CONSIGNE = D'après l'extrait sur Lipman Bers, pourquoi doit-il retourner à Riga après un an d'études à l'Université de Zurich ?

Lipman "Lipa" Bers (letton : Lipmans Berss ; - ) est un mathématicien letton-américain, né à Riga, qui crée la théorie des fonctions pseudoanalytiques et travaille sur les surfaces de Riemann et les groupes kleiniens. Il est également connu pour son activisme pour les droits de l'homme[1].

Biographie

Bers est né à Riga, alors sous le règne des tsars russes, et passe plusieurs années dans son enfance à Saint-Pétersbourg ; sa famille retourne à Riga vers 1919, date à laquelle elle fait partie de la Lettonie indépendante. À Riga, sa mère est directrice d'une école primaire juive et son père est directeur d'un lycée juif, que Bers fréquente, avec un intermède à Berlin tandis que sa mère, alors séparée de son père, fréquente l'Institut psychanalytique de Berlin. Après le lycée, Bers étudie à l'Université de Zurich pendant un an, mais doit retourner à Riga à cause de la difficulté de transférer de l'argent depuis la Lettonie dans la crise financière internationale de l'époque. Il poursuit ses études à l'Université de Riga, où il est militant socialiste, prononçant des discours politiques et travaillant pour un journal clandestin. Au lendemain du coup d'État letton en 1934 par le leader de droite Kārlis Ulmanis, Bers est arrêté mais fuit le pays, d'abord en Estonie, puis en Tchécoslovaquie[1],[2],[3].

Enregistrements =
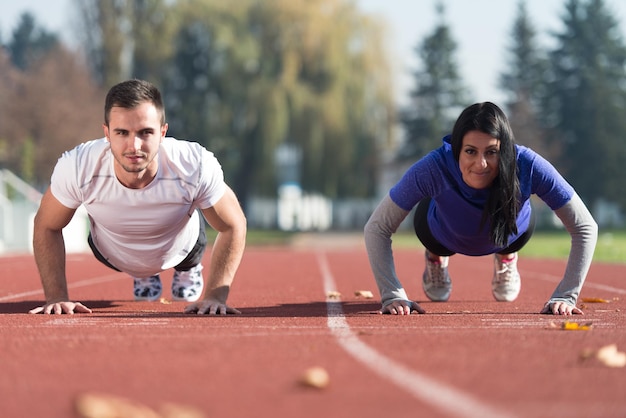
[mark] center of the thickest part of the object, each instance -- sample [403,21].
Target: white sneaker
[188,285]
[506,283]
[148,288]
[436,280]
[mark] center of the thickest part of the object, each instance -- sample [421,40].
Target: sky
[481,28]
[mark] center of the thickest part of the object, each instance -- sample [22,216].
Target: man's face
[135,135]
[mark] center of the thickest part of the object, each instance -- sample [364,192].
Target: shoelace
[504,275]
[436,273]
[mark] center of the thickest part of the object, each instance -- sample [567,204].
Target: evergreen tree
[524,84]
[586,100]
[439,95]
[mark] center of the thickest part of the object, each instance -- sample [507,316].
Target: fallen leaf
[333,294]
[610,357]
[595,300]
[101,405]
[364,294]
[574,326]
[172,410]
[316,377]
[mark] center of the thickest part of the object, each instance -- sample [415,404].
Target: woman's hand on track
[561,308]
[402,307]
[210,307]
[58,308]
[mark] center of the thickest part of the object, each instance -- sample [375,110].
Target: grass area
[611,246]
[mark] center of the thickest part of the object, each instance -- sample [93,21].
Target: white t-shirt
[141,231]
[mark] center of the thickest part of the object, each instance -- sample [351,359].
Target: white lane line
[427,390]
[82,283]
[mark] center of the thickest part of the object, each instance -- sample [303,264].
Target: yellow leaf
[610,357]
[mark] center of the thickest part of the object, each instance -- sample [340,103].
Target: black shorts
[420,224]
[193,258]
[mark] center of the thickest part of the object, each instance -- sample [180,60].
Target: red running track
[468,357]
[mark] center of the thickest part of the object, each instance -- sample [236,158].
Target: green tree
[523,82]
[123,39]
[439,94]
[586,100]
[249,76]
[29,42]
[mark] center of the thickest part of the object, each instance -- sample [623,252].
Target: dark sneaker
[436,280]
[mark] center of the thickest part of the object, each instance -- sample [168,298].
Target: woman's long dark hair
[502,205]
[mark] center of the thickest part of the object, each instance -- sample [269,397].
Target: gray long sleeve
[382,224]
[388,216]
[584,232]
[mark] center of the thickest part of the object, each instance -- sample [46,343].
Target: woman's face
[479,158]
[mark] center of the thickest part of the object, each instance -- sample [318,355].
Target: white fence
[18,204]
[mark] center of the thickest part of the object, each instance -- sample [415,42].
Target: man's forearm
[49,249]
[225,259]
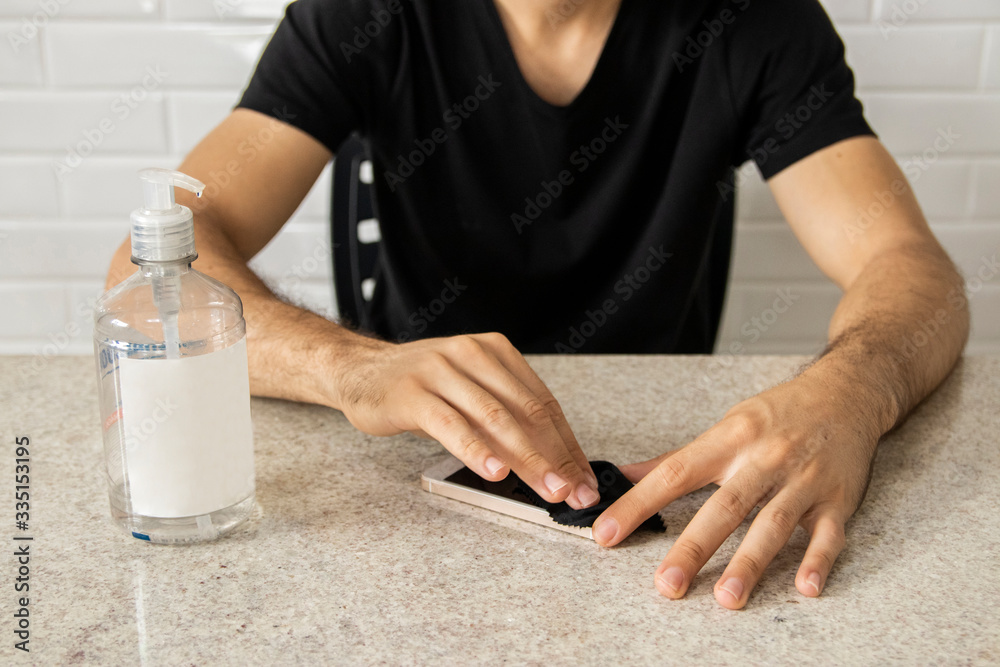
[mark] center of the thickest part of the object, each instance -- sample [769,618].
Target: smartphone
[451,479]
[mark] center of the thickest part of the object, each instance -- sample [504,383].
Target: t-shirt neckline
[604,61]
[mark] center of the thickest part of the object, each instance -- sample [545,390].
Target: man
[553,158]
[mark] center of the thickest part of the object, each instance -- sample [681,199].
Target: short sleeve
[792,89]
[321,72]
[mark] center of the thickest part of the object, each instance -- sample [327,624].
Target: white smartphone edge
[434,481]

* * *

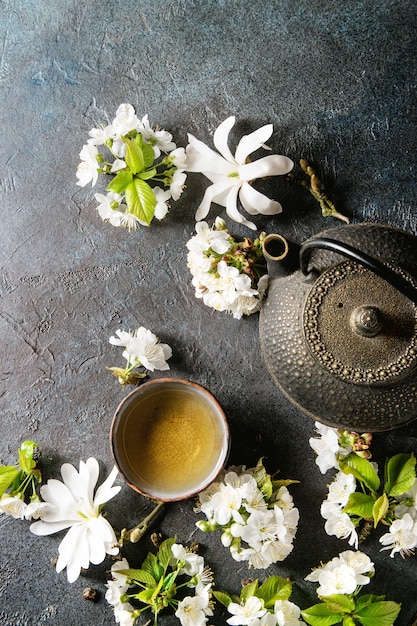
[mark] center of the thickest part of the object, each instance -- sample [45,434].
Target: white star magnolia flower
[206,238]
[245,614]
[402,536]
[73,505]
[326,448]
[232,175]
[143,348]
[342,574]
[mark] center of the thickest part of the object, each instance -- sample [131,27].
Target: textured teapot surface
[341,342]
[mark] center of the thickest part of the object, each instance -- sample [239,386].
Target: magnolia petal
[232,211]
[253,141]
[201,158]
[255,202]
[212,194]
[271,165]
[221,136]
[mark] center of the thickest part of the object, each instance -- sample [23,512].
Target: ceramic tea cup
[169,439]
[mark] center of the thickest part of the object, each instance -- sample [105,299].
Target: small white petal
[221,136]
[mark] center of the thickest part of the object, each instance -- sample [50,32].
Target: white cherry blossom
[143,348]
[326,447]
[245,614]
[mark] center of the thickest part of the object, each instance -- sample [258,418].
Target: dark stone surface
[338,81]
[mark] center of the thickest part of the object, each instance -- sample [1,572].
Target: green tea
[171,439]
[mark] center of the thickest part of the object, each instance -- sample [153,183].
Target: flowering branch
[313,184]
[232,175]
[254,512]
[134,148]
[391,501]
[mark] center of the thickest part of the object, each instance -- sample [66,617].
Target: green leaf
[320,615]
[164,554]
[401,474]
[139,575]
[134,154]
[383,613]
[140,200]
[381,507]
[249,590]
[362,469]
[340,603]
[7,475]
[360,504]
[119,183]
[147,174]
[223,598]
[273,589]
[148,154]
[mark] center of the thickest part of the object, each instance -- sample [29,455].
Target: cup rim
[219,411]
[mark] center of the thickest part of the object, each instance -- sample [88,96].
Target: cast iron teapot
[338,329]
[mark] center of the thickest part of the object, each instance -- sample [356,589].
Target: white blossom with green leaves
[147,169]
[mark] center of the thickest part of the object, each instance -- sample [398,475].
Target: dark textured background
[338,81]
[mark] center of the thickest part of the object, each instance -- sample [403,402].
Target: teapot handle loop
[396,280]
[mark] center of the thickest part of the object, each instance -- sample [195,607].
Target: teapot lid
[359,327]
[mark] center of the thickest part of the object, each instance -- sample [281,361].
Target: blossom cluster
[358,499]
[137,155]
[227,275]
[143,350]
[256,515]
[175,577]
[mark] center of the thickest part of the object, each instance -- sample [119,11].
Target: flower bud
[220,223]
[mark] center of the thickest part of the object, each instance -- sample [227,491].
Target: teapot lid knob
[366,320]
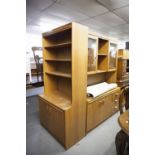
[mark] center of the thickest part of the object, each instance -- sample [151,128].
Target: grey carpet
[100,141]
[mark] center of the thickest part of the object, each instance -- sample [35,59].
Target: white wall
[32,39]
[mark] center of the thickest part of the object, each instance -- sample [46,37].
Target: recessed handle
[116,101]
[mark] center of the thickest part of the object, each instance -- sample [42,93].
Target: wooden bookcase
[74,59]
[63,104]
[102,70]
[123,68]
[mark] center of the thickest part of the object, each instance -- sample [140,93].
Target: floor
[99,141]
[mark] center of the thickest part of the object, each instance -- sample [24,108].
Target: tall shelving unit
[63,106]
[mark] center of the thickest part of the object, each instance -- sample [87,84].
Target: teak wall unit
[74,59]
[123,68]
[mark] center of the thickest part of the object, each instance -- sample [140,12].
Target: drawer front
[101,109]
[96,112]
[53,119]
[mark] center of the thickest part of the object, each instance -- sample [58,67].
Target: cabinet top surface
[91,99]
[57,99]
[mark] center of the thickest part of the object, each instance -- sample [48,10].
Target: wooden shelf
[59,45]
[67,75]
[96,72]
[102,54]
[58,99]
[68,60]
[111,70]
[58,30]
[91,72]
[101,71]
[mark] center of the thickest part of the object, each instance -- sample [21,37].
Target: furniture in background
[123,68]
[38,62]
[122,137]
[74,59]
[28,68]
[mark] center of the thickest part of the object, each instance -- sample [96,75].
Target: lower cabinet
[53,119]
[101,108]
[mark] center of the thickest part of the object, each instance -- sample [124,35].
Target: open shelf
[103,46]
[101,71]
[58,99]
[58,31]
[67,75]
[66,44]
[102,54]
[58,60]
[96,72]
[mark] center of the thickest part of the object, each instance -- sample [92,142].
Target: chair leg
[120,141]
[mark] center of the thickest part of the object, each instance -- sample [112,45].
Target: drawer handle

RÉPONSE ATTENDUE = Il doit rentrer à Riga parce qu'il est difficile de transférer de l'argent depuis la Lettonie pendant la crise financière internationale de l'époque.